Advertisment

SOA: Riding The Enterprise Service Bus

author-image
DQI Bureau
New Update

Whichever way you lean, right now, it seems that just about everyone is
talking about Service Oriented Architecture (SOA). More and more organizations
are looking to Web services and SOA to better align IT and business, and at the
same time help them to address multiple, complex challenges-ranging from
increased scrutiny of IT investment with an emphasis on cost containment; a
shift away from automation in the back office to collaboration with customers,
partners, and suppliers in the front office; to tackling the proliferation of
standards-based commodity platforms.

Advertisment

Whatever the challenge, SOA organizes the discrete functions contained in
enterprise applications into interoperable, standards-based 'services' that
can be combined and reused quickly to meet business needs. By organizing
enterprise IT around services instead of applications, SOA helps companies
improve productivity, enable faster time to service and increase agility to
respond to changing business conditions. And it's happening now. According to
Forrester, 77% of large enterprises, 51% of medium enterprises, and 46% of small
enterprises are actively implementing SOA.

In adopting a SOA strategy, IT is not going to 'rip and replace' its
existing infrastructure due to cost and complexity. Instead, it will try to
extend existing business applications by exposing them as services so they can
be used in other business processes and applications. As a result, core to the
success of SOA is having an integration layer that supports dynamic interactions
across services in a heterogeneous environment. The integration layer must
accommodate the one constant in IT-change. It must support the continual
evolution of existing services and the rapid addition of new services as the
business grows to address new customers, partners and business imperatives,
while insulating the service consumers from changes at the service endpoints.

──────────────────────────────

■ **Short task**: Transcribe the article on service-oriented architecture verbatim, from "SOA: Riding The" up to and including "standards-based commodity platforms.". The listing that follows was drawn from a separate source.

[Data entries]
──────────────────────────────

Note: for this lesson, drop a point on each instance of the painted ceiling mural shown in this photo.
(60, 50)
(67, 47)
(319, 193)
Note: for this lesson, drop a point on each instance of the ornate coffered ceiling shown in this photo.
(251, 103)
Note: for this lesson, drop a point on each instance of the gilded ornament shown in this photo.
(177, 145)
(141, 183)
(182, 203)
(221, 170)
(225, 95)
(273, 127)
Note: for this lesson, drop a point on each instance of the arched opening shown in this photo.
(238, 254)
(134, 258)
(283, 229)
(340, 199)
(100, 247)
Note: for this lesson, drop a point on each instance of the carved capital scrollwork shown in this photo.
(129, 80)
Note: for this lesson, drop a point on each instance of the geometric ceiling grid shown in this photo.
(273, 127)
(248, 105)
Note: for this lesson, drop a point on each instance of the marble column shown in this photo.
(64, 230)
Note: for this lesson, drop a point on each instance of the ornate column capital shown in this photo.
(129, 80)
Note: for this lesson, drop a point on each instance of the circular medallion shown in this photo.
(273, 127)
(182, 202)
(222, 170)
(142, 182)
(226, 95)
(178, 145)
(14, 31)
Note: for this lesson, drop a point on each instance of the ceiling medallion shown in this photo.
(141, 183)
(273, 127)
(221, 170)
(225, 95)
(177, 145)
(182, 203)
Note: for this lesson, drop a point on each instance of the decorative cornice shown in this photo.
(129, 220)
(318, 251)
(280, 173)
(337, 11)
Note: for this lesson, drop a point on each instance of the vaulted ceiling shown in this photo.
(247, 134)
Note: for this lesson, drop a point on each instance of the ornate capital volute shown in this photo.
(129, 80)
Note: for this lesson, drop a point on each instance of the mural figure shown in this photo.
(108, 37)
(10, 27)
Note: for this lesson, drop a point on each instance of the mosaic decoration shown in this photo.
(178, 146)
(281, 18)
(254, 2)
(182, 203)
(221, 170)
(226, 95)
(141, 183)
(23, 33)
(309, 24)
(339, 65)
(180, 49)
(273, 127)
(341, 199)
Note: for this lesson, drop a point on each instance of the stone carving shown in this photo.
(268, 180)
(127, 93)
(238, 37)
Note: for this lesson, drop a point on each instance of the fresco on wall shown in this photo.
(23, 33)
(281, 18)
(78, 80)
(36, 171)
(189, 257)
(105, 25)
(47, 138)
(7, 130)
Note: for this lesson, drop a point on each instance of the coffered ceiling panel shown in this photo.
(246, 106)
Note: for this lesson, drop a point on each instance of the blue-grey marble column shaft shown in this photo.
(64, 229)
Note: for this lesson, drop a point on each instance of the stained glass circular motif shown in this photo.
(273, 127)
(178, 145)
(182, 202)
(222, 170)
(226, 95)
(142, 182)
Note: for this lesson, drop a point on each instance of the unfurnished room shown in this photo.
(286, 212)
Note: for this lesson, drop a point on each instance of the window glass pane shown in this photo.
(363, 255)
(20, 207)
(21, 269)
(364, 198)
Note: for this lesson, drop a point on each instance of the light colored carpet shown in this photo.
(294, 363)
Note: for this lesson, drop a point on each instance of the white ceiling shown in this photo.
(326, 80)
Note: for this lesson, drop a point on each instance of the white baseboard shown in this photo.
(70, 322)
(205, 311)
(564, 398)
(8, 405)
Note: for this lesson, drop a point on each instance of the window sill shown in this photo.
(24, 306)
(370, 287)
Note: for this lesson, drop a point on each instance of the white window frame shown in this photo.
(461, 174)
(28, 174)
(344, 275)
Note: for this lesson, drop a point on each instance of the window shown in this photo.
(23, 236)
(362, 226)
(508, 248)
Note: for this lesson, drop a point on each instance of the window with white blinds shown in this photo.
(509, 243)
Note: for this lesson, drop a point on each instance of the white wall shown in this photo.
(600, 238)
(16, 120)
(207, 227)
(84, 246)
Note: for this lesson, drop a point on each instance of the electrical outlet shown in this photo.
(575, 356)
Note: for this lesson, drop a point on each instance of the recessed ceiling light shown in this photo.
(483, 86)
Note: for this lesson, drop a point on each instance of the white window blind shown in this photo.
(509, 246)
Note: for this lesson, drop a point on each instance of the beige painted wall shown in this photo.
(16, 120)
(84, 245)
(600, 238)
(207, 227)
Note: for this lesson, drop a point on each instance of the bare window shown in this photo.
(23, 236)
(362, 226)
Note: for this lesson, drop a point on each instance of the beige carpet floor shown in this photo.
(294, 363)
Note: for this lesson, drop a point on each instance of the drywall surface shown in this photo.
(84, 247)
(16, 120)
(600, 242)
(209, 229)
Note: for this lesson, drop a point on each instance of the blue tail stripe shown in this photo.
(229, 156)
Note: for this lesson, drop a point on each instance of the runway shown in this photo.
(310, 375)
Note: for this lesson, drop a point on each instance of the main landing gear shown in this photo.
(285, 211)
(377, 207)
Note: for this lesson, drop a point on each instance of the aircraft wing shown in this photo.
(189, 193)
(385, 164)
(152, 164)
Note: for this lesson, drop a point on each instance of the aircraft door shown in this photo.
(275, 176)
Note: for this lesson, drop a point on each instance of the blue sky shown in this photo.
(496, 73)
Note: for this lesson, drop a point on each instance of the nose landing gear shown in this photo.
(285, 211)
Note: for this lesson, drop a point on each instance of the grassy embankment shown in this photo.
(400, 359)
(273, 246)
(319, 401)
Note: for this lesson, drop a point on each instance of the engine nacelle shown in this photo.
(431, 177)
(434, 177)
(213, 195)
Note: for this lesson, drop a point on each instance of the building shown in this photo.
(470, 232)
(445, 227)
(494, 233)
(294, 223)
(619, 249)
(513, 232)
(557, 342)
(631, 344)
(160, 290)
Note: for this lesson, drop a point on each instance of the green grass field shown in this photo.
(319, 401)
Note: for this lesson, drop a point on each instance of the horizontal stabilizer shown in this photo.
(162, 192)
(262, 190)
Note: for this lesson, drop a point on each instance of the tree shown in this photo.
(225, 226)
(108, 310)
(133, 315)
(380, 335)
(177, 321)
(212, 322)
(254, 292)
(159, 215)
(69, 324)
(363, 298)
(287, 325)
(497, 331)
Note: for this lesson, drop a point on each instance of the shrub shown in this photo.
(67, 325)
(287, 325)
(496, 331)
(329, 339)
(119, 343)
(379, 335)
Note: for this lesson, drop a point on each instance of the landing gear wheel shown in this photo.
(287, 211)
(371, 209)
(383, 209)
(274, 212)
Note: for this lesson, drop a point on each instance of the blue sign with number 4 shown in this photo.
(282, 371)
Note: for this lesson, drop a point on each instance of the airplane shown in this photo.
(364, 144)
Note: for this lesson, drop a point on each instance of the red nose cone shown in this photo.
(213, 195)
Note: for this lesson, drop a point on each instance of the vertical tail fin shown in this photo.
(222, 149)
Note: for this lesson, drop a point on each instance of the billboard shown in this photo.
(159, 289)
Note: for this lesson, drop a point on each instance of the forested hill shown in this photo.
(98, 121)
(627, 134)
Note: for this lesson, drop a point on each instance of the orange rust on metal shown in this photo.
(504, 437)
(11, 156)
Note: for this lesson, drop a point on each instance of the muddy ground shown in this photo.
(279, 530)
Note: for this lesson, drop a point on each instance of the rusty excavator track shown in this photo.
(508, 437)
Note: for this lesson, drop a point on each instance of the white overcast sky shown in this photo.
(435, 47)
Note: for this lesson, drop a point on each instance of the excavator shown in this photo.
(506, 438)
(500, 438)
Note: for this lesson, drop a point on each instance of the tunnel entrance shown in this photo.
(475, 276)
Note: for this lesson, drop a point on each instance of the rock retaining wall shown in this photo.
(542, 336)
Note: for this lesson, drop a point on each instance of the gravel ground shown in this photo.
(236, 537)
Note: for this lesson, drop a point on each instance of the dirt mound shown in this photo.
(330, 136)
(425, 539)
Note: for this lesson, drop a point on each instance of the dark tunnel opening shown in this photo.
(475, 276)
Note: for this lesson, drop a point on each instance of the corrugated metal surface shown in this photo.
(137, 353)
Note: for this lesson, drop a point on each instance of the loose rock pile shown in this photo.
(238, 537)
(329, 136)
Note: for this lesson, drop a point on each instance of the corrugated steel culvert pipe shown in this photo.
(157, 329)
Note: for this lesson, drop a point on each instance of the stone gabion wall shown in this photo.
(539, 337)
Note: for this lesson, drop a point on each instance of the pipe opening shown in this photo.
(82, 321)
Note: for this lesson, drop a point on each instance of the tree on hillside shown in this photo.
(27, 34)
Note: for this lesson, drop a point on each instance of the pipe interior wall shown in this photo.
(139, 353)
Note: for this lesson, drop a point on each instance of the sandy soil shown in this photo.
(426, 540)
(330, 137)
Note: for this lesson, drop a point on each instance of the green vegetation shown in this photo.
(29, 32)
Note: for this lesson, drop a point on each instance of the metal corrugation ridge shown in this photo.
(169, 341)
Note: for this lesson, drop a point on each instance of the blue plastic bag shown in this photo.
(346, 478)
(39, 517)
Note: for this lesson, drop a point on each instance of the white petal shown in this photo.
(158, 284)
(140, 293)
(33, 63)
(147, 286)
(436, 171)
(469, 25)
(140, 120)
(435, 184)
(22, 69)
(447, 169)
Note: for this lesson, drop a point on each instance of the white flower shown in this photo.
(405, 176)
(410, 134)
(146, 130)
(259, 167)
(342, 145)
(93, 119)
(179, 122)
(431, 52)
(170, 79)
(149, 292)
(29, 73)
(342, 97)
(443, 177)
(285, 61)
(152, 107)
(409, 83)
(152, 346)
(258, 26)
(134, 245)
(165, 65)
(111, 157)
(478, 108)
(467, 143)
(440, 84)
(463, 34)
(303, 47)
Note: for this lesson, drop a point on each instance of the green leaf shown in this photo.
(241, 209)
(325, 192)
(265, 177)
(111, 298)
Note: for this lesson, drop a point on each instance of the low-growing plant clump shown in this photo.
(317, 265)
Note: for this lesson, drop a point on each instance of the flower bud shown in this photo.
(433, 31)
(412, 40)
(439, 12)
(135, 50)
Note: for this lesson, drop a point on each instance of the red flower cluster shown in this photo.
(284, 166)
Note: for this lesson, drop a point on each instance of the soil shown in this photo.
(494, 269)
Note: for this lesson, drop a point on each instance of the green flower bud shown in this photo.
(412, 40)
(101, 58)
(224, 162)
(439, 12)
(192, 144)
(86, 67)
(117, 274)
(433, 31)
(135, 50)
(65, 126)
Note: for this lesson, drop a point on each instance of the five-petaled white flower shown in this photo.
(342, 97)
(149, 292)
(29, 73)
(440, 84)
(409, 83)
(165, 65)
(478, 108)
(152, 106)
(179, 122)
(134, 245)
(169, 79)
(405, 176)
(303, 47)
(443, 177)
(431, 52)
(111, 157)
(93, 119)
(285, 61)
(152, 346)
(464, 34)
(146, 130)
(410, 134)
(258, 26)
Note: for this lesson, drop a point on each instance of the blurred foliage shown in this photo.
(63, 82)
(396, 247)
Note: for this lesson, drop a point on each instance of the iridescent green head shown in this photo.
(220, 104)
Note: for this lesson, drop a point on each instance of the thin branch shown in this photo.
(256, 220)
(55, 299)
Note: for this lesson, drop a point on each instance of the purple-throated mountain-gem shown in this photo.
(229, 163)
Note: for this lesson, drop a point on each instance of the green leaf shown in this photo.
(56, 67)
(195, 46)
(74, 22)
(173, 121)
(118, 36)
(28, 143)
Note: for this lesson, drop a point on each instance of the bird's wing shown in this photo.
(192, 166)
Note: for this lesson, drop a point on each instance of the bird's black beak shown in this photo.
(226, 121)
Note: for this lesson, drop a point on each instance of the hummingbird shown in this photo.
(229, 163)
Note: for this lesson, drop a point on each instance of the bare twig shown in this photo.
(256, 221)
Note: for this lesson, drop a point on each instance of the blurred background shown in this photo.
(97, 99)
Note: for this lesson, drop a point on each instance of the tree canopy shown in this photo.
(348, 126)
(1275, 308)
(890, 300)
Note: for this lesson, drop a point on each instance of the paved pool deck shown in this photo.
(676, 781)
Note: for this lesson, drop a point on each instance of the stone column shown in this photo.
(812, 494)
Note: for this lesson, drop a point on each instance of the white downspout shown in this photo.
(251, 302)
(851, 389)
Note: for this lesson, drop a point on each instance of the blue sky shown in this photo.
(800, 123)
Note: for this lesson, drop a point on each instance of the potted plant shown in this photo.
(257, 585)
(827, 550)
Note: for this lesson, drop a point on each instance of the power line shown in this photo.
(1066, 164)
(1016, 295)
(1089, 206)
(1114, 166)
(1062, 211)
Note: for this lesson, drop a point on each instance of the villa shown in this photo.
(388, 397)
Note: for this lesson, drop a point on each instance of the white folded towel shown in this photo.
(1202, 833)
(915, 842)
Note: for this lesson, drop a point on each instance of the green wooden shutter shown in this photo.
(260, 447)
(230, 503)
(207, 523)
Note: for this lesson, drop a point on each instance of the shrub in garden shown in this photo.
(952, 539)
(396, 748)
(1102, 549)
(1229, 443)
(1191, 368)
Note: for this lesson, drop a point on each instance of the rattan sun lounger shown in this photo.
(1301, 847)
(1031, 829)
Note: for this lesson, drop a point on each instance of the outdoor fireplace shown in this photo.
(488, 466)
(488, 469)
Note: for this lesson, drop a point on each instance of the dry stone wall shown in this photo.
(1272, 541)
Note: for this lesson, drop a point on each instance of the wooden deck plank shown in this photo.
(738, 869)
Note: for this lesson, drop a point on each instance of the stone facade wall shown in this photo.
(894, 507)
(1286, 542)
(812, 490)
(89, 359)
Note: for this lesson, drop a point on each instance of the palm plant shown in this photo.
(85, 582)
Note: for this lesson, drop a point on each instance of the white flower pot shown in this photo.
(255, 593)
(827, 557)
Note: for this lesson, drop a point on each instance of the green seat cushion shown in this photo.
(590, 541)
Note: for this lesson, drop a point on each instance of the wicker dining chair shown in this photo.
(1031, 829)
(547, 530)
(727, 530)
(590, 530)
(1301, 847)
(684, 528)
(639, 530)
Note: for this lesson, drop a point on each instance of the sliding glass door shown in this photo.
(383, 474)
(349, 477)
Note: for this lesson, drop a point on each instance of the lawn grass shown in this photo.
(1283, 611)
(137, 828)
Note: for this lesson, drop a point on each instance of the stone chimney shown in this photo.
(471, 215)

──────────────────────────────

■ **Correct response**:
SOA: Riding The Enterprise Service Bus

author-image
DQI Bureau
New Update

Whichever way you lean, right now, it seems that just about everyone is
talking about Service Oriented Architecture (SOA). More and more organizations
are looking to Web services and SOA to better align IT and business, and at the
same time help them to address multiple, complex challenges-ranging from
increased scrutiny of IT investment with an emphasis on cost containment; a
shift away from automation in the back office to collaboration with customers,
partners, and suppliers in the front office; to tackling the proliferation of
standards-based commodity platforms.